### RECORDS SHOWN

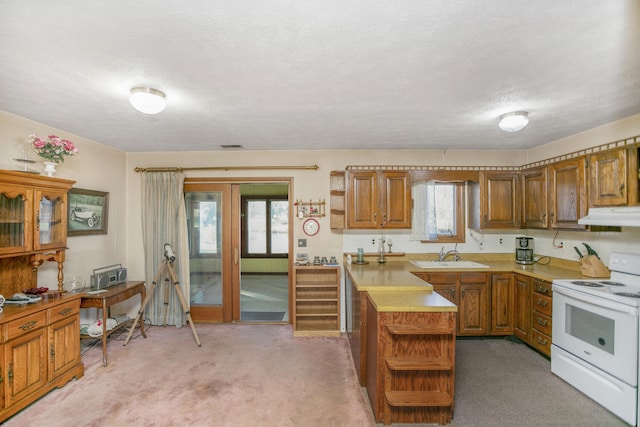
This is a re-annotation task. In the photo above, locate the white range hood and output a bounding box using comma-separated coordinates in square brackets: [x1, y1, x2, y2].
[578, 206, 640, 227]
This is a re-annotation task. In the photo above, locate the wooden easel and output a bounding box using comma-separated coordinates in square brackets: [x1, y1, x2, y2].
[123, 251, 201, 347]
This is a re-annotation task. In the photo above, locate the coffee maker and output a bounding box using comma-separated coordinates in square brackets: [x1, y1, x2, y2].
[516, 237, 534, 264]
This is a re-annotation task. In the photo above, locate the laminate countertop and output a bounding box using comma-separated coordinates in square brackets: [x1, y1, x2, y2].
[344, 260, 584, 312]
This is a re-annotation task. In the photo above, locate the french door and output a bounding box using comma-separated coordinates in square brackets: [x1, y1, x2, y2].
[184, 181, 292, 323]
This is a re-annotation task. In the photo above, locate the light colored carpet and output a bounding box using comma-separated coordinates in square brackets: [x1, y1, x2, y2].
[5, 324, 374, 427]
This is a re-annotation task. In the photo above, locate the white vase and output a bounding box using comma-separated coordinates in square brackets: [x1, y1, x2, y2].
[42, 162, 56, 176]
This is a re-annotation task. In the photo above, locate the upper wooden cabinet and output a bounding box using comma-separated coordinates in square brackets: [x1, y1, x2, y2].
[469, 171, 520, 229]
[0, 171, 75, 257]
[521, 166, 549, 228]
[549, 157, 587, 229]
[589, 148, 629, 206]
[346, 171, 411, 229]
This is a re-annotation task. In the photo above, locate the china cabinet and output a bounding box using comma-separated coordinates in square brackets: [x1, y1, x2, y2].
[0, 170, 75, 295]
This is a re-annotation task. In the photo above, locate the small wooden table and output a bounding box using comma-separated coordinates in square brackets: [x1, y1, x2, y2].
[80, 282, 147, 366]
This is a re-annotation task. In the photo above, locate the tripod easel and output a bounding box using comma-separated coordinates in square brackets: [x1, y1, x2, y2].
[123, 251, 201, 347]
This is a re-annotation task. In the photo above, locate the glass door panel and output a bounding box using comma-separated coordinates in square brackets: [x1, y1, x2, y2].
[185, 191, 223, 307]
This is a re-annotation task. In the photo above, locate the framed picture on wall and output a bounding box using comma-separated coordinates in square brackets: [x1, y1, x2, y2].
[67, 188, 109, 236]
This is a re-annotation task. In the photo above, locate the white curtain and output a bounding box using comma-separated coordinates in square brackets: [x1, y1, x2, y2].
[142, 172, 190, 327]
[409, 181, 438, 241]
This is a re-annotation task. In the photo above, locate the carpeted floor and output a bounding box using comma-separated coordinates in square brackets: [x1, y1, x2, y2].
[5, 324, 626, 427]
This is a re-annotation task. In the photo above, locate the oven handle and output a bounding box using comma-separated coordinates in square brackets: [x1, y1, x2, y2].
[553, 286, 638, 316]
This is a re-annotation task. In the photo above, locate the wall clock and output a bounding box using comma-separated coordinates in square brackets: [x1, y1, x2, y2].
[302, 218, 320, 236]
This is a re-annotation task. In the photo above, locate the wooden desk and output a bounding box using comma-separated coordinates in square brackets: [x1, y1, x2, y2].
[80, 282, 147, 366]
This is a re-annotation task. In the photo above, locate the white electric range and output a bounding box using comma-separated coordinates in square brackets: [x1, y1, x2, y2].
[551, 253, 640, 426]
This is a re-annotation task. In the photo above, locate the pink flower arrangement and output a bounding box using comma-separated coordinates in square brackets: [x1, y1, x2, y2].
[29, 133, 78, 163]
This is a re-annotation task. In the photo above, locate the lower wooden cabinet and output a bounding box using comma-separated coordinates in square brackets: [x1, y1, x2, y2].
[414, 272, 515, 336]
[0, 296, 84, 422]
[366, 300, 456, 424]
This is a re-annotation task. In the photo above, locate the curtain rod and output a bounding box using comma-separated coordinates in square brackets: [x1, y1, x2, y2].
[133, 165, 319, 172]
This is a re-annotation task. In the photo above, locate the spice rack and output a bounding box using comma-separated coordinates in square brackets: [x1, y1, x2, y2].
[295, 199, 326, 218]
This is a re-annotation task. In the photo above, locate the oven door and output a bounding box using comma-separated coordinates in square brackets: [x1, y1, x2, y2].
[552, 285, 638, 387]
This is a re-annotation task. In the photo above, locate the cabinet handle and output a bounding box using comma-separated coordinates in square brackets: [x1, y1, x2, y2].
[58, 307, 73, 316]
[18, 320, 38, 331]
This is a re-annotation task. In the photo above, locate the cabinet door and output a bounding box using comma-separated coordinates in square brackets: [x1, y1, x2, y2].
[0, 185, 33, 255]
[589, 148, 627, 206]
[4, 328, 47, 406]
[458, 273, 489, 335]
[347, 171, 379, 228]
[491, 273, 514, 335]
[514, 274, 531, 342]
[49, 315, 80, 381]
[34, 190, 67, 250]
[549, 157, 587, 229]
[522, 166, 549, 228]
[480, 172, 520, 229]
[379, 171, 411, 228]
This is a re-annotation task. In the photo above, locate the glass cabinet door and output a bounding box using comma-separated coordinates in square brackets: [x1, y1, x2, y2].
[0, 186, 33, 255]
[34, 191, 67, 250]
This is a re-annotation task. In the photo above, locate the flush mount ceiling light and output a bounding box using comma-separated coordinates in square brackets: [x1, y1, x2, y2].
[129, 86, 166, 114]
[498, 111, 529, 132]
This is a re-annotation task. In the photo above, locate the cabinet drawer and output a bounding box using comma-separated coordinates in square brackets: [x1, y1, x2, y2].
[6, 310, 47, 340]
[533, 279, 551, 296]
[47, 300, 80, 324]
[533, 311, 551, 336]
[533, 293, 552, 316]
[531, 329, 551, 356]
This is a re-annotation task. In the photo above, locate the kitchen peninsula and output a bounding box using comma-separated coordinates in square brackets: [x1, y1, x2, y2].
[345, 256, 580, 424]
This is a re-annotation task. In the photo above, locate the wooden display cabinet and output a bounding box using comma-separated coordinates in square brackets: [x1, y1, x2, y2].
[293, 266, 340, 336]
[0, 171, 75, 295]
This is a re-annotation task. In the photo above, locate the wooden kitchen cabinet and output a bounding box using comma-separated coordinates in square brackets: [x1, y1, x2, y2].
[0, 171, 75, 295]
[293, 266, 340, 336]
[513, 274, 532, 343]
[346, 171, 412, 229]
[521, 166, 549, 228]
[0, 294, 84, 422]
[366, 298, 456, 425]
[458, 273, 490, 335]
[491, 273, 515, 335]
[589, 148, 628, 207]
[530, 279, 553, 356]
[549, 157, 587, 230]
[469, 171, 521, 229]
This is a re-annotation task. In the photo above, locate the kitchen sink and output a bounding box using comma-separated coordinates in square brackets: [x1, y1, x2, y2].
[411, 261, 489, 269]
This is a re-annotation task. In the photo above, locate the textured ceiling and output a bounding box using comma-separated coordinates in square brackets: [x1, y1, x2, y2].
[0, 0, 640, 151]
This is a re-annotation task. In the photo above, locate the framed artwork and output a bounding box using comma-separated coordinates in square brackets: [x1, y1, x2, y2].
[67, 188, 109, 236]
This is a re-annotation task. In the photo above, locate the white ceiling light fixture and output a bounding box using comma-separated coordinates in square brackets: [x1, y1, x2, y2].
[129, 86, 167, 114]
[498, 111, 529, 132]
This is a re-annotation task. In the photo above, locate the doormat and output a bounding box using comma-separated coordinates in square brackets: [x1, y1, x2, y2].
[240, 311, 284, 322]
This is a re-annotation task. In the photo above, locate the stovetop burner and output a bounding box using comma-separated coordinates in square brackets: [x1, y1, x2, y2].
[600, 280, 625, 286]
[613, 292, 640, 298]
[571, 280, 604, 288]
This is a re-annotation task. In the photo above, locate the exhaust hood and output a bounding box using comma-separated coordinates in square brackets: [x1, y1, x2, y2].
[578, 206, 640, 227]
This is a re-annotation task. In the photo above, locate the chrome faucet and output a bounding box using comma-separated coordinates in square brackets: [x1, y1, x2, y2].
[438, 243, 460, 261]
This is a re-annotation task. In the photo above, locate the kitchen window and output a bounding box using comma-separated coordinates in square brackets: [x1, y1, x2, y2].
[411, 181, 465, 243]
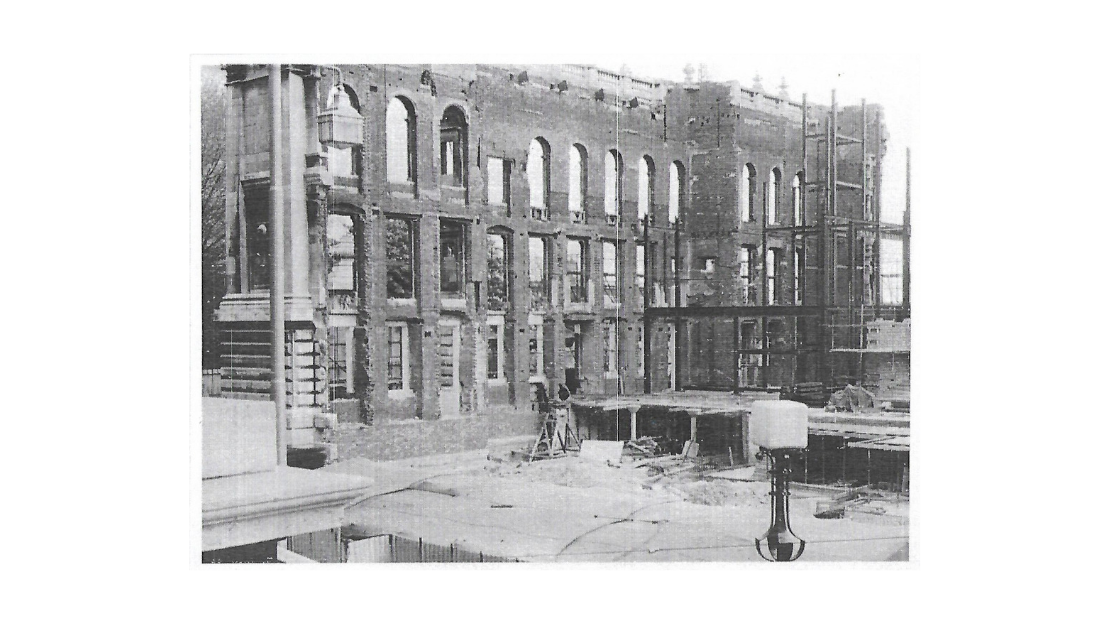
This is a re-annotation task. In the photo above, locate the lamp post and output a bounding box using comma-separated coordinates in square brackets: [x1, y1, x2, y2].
[750, 401, 809, 562]
[756, 449, 806, 561]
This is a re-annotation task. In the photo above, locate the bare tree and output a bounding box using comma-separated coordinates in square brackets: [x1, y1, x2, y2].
[200, 66, 229, 369]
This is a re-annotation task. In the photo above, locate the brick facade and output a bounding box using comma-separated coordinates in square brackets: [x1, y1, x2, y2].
[220, 66, 901, 457]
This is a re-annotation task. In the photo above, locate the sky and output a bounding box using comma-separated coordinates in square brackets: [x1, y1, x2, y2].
[612, 54, 918, 223]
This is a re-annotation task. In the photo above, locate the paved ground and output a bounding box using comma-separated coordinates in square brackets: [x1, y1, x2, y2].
[324, 439, 908, 562]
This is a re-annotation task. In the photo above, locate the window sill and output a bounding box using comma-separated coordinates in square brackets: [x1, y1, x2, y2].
[440, 295, 466, 310]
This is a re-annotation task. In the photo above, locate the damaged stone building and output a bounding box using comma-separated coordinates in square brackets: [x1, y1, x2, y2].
[218, 64, 909, 456]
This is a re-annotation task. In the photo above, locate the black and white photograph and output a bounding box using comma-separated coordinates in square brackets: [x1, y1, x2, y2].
[199, 62, 912, 564]
[10, 0, 1110, 624]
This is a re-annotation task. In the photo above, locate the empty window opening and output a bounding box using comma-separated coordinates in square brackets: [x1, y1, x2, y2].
[486, 157, 509, 205]
[327, 328, 354, 401]
[326, 213, 356, 312]
[739, 245, 756, 305]
[385, 217, 416, 299]
[386, 323, 412, 394]
[602, 241, 620, 306]
[737, 321, 763, 388]
[767, 167, 783, 223]
[566, 239, 589, 303]
[636, 323, 647, 378]
[667, 161, 686, 224]
[602, 321, 617, 379]
[636, 155, 655, 220]
[879, 236, 905, 305]
[739, 162, 756, 223]
[528, 319, 544, 383]
[527, 137, 552, 219]
[766, 248, 783, 305]
[567, 143, 589, 222]
[528, 236, 551, 310]
[605, 150, 624, 224]
[486, 232, 512, 311]
[440, 107, 467, 187]
[486, 314, 505, 381]
[385, 97, 416, 183]
[243, 193, 270, 292]
[790, 171, 805, 225]
[794, 249, 804, 305]
[440, 221, 466, 296]
[636, 243, 647, 305]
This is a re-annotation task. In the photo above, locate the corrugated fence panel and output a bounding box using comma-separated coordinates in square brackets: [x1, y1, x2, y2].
[393, 535, 423, 563]
[289, 529, 343, 563]
[341, 535, 518, 563]
[346, 535, 393, 563]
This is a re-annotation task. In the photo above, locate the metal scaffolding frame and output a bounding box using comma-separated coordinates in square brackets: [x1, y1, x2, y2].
[645, 91, 909, 391]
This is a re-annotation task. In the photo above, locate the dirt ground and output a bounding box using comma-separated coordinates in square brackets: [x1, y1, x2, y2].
[327, 437, 909, 562]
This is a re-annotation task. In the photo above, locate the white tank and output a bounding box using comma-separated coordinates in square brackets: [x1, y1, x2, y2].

######

YOUR GOAL: Format the data as a two-column CSV with the columns request and answer, starting at the line containing "locate the tripod" and ending after the line containing "[366, 300, 456, 424]". Give one row per request, and put the text and its answer each in a single quoted field with line breaks replaced by spaces.

EXERCISE RESPONSE:
request,answer
"This is a re-annotation task. In the photo above, locate the tripod easel and output a bounding box using comma-separated coordinates in square brackets: [x1, y1, x2, y2].","[123, 251, 201, 347]"
"This is a re-annotation task. In the photo above, locate the glass door panel and output a bounding box using comma-separated coordinates in square brackets: [x1, y1, x2, y2].","[185, 191, 223, 307]"
"This is a re-annotation task. In the photo above, locate the framed picture on wall and output a bounding box using comma-separated coordinates in square brackets: [x1, y1, x2, y2].","[67, 188, 109, 236]"
"This is a re-annotation task. In the photo above, locate the white curtain and output a bounding box using comma-separated coordinates in square brackets: [x1, y1, x2, y2].","[142, 172, 190, 327] [409, 181, 438, 241]"
"This is a re-annotation task. In the photo above, locate the carpeted floor and output a bounding box using comma-separated coordinates in square brackets: [x1, y1, x2, y2].","[5, 324, 626, 427]"
"This is a re-annotation task. In the photo above, locate the oven handle and output a bounding box using comma-separated coordinates in square brackets: [x1, y1, x2, y2].","[553, 286, 638, 316]"
"This is a re-annotation task. In the photo above, locate the wall clock and output a bounding box using comma-separated coordinates in square brackets: [x1, y1, x2, y2].","[302, 218, 320, 236]"
"This is a re-annotation task. In the photo above, locate the wooden desk and output a bounding box using comma-separated coordinates in square brackets: [x1, y1, x2, y2].","[80, 282, 147, 366]"
"This is a re-annotation task. In the photo above, locate the white electric range and output a bounding box using comma-separated coordinates in square brackets: [x1, y1, x2, y2].","[551, 253, 640, 426]"
"This is a re-annotation task. In the photo above, locate the pink flower arrangement and output a bounding box using comma-separated coordinates in square brackets: [x1, y1, x2, y2].","[29, 133, 78, 163]"
"This is a re-annotation task. In the photo above, locate the lower wooden cabinet and output a bounding box using comma-separated coordinates in square brackets: [x1, y1, x2, y2].","[414, 272, 515, 336] [0, 296, 84, 422] [366, 300, 456, 424]"